AMORTIZATION OF INTANGIBLE ASSETS
THREE MONTHS ENDED JUNE 30, SIX MONTHS ENDED JUNE 30,
- ---------------------------------------------------------------------------------------------------------
(In thousands) 2002 CHANGE 2001 2002 CHANGE 2001
- ---------------------------------------------------------------------------------------------------------
Amortization of
Intangible Assets $ 244 (82.5%) $ 1,396 $ 489 (82.2%) $2,744
Percentage of net sales 0.3% 1.6% 0.3% 1.6%
- ---------------------------------------------------------------------------------------------------------
Lower amortization expense of $1.2 million, or 82.5%, for the second quarter of
2002, and $2.3 million, or 82.2%, for the first six months of 2002, was due
primarily to the adoption of Statement of Financial Accounting Standards No.
142, "Goodwill and Other Intangible Assets," which eliminates the amortization
of goodwill and intangible assets with indefinite useful lives. Intangible
assets with finite lives, principally non-compete agreements and customer lists,
continue to be amortized over their estimated useful lives.

# Provided material
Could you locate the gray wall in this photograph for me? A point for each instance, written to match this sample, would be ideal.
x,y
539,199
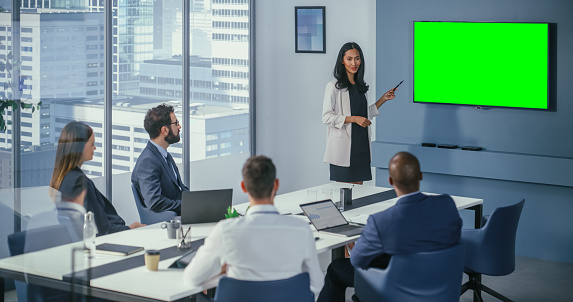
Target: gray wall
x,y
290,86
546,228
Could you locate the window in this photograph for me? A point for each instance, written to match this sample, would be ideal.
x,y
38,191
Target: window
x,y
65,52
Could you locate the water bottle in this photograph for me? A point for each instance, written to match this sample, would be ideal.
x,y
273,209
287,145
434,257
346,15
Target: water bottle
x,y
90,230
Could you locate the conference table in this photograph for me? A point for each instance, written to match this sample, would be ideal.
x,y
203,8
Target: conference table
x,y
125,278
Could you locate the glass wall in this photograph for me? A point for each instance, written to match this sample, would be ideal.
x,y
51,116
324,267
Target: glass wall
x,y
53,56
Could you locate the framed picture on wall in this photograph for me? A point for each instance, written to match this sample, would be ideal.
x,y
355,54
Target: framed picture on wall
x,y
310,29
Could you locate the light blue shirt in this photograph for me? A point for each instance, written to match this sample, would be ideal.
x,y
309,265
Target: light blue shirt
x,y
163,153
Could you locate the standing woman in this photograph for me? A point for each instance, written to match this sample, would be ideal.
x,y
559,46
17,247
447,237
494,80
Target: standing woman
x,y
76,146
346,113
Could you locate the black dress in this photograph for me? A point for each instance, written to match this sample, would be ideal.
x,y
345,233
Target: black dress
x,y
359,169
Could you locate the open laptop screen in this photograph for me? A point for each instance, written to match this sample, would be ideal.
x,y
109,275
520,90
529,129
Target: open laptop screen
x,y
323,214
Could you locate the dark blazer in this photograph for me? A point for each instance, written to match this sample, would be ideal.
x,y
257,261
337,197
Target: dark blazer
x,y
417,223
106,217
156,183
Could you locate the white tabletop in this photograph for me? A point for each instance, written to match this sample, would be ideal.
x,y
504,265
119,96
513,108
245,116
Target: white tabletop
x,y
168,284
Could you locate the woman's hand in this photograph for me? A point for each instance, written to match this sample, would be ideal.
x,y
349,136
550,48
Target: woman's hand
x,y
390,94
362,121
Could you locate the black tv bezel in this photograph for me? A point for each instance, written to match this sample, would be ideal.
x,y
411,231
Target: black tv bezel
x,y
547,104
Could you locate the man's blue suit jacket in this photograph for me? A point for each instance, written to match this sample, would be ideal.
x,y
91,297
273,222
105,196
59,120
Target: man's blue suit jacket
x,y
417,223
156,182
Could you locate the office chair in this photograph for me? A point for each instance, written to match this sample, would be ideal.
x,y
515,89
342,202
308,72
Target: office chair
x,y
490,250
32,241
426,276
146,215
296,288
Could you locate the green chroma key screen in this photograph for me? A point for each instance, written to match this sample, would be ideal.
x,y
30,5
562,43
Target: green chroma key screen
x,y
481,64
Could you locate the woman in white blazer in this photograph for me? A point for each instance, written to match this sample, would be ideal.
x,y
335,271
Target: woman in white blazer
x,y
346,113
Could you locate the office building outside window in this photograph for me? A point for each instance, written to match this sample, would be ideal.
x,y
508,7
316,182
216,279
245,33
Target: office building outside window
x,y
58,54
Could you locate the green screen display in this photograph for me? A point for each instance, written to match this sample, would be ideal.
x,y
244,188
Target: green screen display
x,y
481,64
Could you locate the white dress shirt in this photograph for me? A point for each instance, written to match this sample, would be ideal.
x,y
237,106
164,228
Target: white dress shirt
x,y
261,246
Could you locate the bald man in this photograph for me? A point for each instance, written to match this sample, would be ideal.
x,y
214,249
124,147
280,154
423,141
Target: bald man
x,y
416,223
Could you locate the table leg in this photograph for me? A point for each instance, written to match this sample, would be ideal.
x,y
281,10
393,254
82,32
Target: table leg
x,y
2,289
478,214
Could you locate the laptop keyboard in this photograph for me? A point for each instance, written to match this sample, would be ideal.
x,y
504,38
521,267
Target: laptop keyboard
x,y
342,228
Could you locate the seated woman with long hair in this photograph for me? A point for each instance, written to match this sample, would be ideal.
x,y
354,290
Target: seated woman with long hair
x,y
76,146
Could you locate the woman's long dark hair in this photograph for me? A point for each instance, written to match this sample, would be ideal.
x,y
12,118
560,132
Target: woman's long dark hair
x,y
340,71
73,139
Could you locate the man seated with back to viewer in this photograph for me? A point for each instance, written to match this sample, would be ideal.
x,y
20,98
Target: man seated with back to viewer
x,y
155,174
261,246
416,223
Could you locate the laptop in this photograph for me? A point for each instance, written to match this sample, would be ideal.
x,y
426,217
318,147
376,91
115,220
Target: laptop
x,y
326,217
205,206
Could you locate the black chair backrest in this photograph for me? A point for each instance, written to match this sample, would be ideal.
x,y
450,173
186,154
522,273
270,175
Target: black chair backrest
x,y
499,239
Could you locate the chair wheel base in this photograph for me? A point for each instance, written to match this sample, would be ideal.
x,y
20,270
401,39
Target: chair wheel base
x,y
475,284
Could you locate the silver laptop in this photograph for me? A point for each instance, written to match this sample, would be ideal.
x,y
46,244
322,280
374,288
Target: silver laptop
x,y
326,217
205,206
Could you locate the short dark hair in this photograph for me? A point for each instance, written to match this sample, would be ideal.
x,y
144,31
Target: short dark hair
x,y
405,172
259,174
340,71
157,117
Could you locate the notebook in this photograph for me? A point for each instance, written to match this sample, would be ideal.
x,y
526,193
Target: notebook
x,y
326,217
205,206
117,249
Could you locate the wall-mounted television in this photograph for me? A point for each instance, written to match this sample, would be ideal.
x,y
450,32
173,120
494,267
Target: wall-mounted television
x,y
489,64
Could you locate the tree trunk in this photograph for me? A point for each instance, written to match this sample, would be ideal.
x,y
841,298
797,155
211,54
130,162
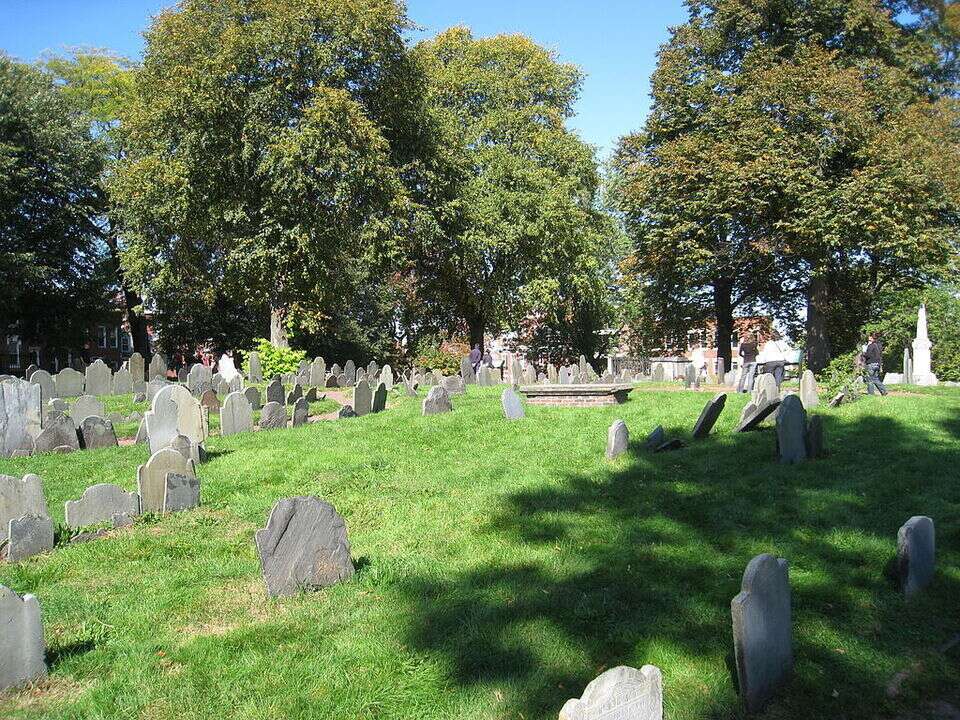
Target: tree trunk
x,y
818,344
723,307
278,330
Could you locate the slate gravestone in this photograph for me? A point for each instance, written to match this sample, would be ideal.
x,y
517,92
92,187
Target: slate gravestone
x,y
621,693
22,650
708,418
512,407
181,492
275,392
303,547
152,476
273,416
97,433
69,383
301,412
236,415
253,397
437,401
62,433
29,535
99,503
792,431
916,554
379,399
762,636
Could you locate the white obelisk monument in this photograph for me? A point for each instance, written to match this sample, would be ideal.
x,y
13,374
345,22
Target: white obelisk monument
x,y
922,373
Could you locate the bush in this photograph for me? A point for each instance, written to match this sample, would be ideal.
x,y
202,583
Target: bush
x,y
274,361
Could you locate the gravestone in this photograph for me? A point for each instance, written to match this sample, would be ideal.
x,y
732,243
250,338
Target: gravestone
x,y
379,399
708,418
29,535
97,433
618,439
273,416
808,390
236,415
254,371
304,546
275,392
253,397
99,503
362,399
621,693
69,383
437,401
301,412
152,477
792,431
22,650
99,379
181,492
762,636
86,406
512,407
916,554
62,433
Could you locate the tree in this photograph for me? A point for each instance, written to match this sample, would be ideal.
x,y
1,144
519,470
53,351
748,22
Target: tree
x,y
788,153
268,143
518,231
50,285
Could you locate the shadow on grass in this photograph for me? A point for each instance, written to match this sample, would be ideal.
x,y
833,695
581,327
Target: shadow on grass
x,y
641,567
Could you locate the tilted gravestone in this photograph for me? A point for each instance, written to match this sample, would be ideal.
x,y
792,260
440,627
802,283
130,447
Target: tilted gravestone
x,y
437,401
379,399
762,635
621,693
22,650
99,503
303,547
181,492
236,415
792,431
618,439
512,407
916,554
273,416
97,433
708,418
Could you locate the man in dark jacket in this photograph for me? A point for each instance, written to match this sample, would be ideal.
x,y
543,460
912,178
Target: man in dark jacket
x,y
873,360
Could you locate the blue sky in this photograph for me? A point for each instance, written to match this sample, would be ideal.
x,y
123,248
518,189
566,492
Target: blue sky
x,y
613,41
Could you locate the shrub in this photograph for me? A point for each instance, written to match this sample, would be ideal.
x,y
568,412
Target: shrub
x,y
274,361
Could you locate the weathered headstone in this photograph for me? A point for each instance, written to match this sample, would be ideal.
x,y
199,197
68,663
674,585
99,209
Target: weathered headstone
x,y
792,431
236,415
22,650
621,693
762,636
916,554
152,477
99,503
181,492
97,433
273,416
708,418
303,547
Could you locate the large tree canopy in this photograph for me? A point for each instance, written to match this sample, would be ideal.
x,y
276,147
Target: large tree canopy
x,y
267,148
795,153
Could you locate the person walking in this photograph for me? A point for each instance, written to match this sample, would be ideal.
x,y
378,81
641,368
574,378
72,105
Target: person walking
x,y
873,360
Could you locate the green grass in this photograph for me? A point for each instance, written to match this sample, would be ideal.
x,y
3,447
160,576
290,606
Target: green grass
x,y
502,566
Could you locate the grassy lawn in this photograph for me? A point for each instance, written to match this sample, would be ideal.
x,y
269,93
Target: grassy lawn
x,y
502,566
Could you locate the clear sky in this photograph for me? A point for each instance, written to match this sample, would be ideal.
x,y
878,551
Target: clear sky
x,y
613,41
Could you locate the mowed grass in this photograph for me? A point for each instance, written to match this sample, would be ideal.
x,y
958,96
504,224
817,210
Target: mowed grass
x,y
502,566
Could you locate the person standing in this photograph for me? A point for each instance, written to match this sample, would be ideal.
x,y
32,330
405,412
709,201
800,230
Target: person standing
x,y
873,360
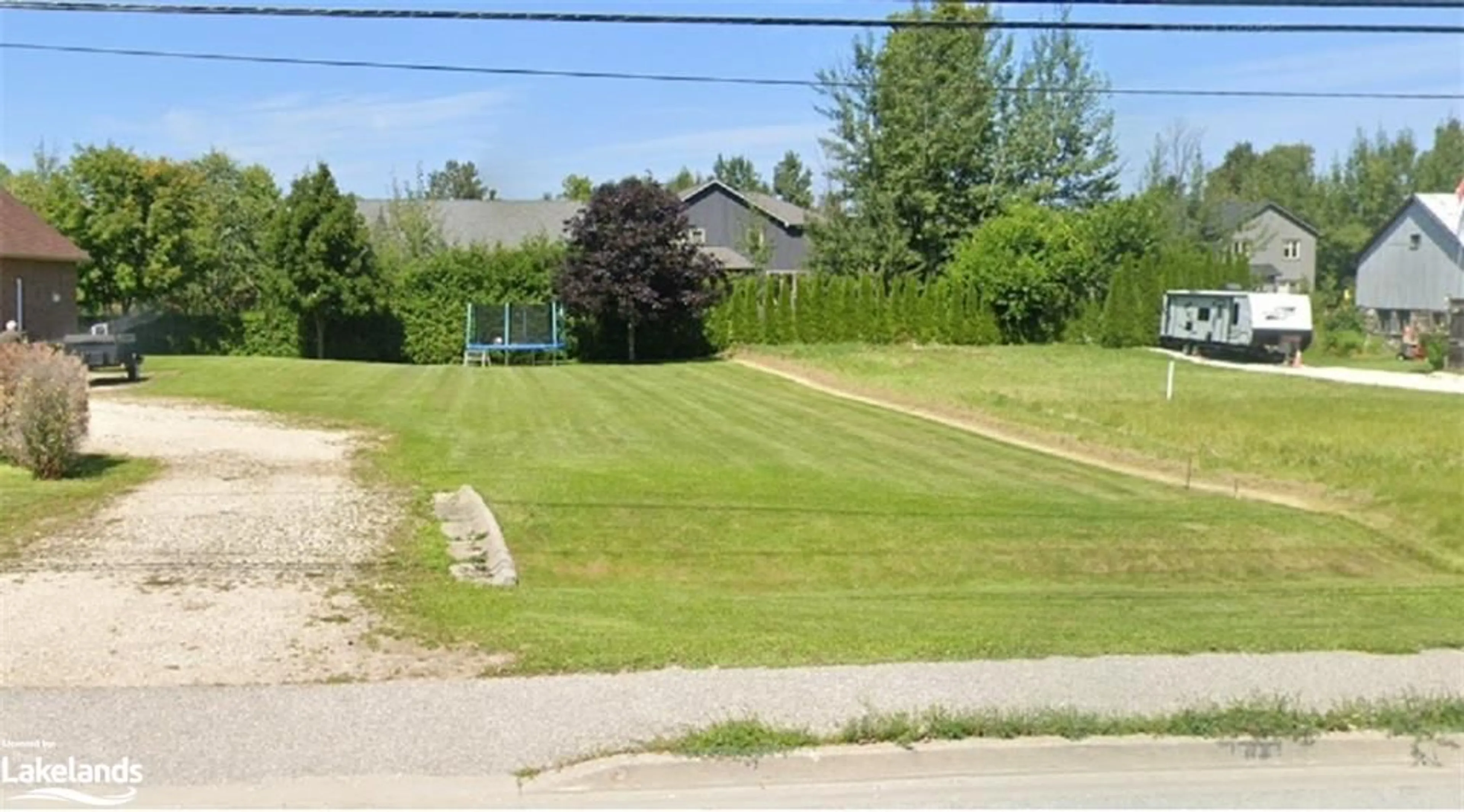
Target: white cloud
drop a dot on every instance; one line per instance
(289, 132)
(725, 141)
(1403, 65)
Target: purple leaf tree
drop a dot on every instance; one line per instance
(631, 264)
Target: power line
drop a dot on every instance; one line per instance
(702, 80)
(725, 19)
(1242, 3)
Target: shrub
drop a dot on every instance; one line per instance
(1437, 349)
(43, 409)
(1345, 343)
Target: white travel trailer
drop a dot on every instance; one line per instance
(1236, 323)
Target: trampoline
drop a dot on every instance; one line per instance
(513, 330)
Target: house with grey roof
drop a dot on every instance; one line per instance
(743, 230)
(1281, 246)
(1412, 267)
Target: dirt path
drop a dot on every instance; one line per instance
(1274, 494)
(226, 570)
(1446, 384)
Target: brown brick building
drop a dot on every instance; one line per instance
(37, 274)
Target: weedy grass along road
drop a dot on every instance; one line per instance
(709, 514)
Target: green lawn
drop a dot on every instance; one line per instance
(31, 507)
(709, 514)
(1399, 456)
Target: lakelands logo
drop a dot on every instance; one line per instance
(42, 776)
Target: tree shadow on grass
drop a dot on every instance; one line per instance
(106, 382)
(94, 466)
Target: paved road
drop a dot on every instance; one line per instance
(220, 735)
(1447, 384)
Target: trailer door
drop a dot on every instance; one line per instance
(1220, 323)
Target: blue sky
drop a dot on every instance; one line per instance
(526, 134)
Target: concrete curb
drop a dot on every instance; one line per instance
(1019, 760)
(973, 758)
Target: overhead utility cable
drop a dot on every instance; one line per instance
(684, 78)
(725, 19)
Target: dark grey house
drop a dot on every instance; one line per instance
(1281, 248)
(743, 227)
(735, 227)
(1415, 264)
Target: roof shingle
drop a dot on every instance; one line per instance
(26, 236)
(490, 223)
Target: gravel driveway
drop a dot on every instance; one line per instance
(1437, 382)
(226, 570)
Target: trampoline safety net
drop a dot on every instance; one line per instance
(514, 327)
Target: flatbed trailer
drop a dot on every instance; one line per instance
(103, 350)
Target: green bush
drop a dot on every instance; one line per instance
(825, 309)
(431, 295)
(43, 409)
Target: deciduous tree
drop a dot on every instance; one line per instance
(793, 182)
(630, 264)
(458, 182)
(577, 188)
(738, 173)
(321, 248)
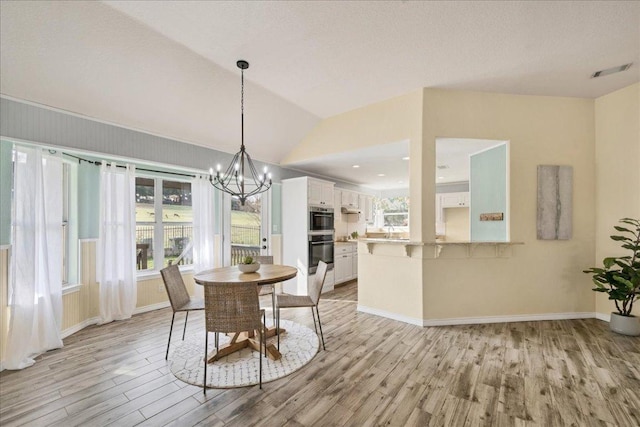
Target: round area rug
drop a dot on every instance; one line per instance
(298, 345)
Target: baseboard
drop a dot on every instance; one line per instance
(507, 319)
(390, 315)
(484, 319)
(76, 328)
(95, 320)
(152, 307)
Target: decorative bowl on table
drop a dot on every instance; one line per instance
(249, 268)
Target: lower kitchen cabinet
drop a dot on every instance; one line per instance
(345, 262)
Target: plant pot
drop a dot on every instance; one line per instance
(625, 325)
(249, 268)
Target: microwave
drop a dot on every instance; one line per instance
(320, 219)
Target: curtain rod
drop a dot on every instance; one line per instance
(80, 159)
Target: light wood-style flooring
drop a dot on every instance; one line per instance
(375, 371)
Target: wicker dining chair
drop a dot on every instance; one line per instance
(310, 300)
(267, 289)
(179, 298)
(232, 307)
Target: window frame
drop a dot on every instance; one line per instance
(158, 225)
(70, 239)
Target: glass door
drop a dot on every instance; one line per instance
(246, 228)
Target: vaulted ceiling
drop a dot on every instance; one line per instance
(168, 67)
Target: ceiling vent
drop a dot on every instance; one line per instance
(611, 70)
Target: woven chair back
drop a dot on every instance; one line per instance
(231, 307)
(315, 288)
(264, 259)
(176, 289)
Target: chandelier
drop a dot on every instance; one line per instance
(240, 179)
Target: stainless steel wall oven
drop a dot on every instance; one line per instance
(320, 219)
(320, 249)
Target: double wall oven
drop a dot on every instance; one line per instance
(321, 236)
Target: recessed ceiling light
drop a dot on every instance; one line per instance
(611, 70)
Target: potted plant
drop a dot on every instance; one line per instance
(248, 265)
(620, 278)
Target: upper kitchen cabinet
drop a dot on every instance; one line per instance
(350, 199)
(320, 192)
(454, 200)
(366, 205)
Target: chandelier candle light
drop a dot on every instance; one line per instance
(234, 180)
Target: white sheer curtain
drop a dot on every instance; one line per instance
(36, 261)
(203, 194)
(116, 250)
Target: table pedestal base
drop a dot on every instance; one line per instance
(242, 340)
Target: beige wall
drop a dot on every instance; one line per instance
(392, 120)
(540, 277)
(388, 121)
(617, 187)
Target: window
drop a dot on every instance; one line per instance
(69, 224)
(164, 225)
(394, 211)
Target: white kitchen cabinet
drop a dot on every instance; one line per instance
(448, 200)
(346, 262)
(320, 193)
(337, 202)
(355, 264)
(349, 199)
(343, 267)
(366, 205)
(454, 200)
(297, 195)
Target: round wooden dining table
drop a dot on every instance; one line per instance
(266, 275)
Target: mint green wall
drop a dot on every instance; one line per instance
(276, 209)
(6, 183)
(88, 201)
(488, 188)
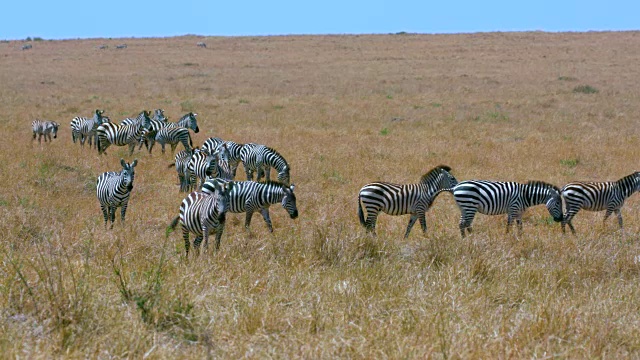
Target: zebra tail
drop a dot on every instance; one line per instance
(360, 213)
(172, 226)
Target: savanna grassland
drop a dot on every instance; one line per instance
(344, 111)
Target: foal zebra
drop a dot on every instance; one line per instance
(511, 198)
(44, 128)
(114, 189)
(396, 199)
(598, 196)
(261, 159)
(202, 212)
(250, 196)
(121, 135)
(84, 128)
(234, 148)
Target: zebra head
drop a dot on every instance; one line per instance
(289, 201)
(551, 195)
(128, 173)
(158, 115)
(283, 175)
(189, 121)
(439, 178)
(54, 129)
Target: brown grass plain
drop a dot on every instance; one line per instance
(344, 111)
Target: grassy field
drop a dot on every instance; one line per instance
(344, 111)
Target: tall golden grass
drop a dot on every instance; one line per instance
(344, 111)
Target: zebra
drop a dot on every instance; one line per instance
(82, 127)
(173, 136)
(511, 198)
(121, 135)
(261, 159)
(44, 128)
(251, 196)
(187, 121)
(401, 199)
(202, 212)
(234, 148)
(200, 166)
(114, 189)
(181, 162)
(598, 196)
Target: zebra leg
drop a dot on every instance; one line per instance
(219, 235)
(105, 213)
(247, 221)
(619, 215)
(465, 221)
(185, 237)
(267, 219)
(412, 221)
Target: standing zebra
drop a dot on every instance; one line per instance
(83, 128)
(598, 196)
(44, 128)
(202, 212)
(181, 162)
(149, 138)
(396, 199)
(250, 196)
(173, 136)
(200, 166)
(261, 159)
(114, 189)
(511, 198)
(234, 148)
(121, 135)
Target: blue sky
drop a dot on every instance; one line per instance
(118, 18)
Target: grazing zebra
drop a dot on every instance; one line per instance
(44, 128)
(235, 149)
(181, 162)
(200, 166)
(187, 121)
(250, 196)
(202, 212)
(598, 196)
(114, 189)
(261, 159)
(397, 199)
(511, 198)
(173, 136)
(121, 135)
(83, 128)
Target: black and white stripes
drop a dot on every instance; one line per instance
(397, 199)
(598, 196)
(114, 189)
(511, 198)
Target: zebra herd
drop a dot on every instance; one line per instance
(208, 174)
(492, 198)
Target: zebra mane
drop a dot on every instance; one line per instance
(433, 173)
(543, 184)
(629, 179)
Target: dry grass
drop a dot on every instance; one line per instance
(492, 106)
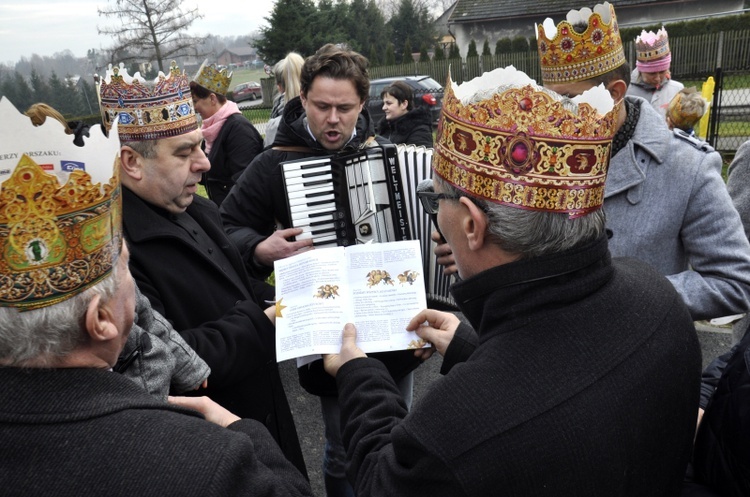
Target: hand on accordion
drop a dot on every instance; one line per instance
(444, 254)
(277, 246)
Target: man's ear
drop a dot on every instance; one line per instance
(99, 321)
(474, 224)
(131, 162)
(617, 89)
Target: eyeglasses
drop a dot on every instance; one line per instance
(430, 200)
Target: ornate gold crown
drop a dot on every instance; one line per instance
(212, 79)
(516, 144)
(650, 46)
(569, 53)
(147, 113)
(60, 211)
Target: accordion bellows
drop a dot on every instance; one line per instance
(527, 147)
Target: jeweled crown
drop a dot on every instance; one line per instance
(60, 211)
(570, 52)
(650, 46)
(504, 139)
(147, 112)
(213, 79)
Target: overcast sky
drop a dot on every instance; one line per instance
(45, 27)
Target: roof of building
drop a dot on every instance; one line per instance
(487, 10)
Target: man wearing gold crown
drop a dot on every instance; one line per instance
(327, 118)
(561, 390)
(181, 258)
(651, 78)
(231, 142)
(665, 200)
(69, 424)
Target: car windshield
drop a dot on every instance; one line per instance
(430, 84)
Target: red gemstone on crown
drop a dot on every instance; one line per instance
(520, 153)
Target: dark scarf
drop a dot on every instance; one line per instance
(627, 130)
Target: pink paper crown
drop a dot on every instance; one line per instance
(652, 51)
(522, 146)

# Problem details
Extend the passage on amortization of intangible assets, starting after its final sentence.

# Answer
INTEREST EXPENSE, NET
THREE MONTHS ENDED JUNE 30, SIX MONTHS ENDED JUNE 30,
- ---------------------------------------------------------------------------------------------------------
(In thousands) 2002 CHANGE 2001 2002 CHANGE 2001
- ---------------------------------------------------------------------------------------------------------
Interest Expense, net $ 1,875 (5.1%) $ 1,975 $ 3,712 (13.3%) $ 4,283
Percentage of net sales 2.1% 2.3% 2.2% 2.5%
- ---------------------------------------------------------------------------------------------------------
Interest expense for the second quarter decreased $0.1 million, or 5.1%, and for
the first half of 2002, $0.6 million, or 13.3%, primarily due to lower average
outstanding borrowings. Average outstanding borrowings were lower by $3.5
million and $8.6 million compared to the prior year for the three and six months
periods ended June 30, 2002, respectively. Lower effective interest rates in the
current year periods also contributed to the favorable decreases in interest
expense.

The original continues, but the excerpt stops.